→ Task: Say how many lines of the data below have the word "this" in them. Add nothing else.

→ Input records:
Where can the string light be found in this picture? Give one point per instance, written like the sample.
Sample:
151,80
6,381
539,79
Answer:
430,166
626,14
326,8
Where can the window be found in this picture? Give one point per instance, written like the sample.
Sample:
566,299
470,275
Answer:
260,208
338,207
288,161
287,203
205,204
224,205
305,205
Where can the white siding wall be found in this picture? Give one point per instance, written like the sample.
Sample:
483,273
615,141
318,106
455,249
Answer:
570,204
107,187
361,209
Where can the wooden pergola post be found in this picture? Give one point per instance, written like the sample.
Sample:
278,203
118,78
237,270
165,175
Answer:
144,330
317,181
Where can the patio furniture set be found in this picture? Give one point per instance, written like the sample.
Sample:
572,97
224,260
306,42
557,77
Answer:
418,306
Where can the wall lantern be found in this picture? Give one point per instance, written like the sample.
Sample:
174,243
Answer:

→ Task answer: 6